== The task ==
Report the count of lines holding "shirt" in the records, with no other words.

*** Given entries ***

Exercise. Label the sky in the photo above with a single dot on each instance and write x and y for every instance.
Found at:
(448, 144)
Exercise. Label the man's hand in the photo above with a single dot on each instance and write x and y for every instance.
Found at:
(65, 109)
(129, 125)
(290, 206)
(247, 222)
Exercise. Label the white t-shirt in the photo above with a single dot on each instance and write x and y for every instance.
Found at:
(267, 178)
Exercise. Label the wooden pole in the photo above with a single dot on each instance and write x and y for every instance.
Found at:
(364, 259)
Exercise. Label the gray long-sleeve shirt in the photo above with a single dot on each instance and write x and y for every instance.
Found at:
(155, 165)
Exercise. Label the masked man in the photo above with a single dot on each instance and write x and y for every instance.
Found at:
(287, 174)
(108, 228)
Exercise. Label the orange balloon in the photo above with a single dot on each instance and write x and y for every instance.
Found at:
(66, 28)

*** End of Given entries ***

== Expected output ==
2